INSTRUCTIONS FOR THE TASK. Instruction for the data below: set down exactly the lines from the line with "the ceiling rafter" to the line with "black polo shirt", inclusive, and no others.

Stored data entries
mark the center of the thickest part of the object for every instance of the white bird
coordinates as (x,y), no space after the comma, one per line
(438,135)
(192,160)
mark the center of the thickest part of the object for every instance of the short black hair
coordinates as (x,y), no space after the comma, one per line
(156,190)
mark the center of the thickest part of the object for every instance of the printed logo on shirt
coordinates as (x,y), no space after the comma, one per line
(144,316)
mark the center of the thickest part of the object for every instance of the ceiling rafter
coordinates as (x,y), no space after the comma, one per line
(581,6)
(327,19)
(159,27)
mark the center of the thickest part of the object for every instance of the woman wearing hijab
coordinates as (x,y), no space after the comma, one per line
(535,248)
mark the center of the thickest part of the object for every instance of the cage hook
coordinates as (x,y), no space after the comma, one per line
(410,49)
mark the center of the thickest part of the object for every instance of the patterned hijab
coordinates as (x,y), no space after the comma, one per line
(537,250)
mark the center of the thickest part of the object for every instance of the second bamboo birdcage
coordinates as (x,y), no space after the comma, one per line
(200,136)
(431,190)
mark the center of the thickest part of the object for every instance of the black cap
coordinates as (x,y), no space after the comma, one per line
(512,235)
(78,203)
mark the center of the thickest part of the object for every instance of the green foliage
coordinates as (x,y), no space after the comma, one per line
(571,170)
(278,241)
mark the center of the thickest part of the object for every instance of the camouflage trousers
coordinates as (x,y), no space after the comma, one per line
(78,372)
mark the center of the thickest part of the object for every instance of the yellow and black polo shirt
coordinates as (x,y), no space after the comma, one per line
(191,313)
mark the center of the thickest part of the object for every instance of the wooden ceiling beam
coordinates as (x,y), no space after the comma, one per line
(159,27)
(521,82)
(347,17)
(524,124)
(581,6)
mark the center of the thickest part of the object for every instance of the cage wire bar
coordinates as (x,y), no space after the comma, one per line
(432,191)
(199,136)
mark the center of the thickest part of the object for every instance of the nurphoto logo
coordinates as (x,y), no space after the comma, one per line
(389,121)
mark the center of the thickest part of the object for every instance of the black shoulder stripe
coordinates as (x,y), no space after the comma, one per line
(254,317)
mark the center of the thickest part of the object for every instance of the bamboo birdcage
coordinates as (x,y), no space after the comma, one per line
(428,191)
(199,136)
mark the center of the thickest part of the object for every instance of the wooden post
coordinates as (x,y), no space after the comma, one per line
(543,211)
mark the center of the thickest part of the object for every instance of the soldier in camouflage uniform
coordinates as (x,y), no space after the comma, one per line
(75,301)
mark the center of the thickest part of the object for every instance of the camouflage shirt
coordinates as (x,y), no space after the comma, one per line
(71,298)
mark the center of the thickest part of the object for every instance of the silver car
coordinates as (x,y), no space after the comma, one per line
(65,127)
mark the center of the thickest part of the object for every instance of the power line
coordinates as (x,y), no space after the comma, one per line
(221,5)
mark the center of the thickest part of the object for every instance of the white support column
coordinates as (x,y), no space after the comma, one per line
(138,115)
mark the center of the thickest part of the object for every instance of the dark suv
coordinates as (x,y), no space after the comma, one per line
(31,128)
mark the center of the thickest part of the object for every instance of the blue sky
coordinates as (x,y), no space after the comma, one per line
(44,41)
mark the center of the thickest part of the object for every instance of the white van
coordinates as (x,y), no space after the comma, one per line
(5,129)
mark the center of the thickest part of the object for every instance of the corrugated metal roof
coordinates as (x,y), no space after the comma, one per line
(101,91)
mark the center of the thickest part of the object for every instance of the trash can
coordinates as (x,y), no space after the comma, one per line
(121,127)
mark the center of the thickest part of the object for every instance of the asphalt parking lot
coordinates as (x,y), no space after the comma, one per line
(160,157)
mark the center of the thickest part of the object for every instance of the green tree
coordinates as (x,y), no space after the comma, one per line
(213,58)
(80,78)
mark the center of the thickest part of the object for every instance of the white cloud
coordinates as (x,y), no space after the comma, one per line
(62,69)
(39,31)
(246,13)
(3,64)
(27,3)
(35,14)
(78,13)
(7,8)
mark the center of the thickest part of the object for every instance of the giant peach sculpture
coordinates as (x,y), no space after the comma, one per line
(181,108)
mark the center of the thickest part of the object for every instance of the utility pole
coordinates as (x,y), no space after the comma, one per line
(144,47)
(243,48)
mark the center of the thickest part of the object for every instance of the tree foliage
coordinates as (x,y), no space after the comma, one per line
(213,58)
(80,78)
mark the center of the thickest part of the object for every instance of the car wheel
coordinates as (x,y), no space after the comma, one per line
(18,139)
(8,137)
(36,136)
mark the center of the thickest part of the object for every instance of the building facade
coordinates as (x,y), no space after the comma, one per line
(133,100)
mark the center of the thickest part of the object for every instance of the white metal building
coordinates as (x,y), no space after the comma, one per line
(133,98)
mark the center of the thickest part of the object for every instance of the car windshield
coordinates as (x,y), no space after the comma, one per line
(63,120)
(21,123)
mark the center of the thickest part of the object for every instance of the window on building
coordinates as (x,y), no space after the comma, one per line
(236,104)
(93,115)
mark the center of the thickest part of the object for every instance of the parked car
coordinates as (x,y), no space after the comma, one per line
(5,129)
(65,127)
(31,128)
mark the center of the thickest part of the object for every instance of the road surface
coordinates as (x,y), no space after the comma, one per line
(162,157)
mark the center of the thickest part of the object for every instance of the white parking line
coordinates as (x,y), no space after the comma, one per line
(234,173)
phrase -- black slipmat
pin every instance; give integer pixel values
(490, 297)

SOLVED EXERCISE.
mark the center of the thickest part of the object for every instance of the ceiling rafter
coordinates as (x,y), no space after the comma, one per line
(581,6)
(327,19)
(159,27)
mark the center of the thickest part of the object for every instance of the woman wearing hijab
coordinates as (x,y), no space after the comma, one per line
(535,248)
mark the center of the thickest part of the object for every instance of the cage hook
coordinates as (x,y), no space after the comma, one per line
(410,49)
mark the center of the thickest part of the object for every instance of the patterned hijab
coordinates as (x,y), no space after the comma, one per line
(537,250)
mark the center of the thickest part of the object for every instance of the second bamboo birdcage
coordinates as (x,y), no space after the comma, one per line
(200,136)
(431,190)
mark the center of the thickest part of the object for every instance of the black cap
coordinates as (x,y), no space after the comma, one per line
(512,235)
(78,203)
mark the center of the thickest part of the object for every instance of the green foliage
coordinates as (x,y), no space after the comma, one per line
(571,170)
(278,241)
mark the center of the thickest part of the object for every instance of the camouflage trousers
coordinates as (x,y), no space after the comma, one per line
(78,372)
mark the center of the thickest part of the object for every instance of the yellow and black polo shirt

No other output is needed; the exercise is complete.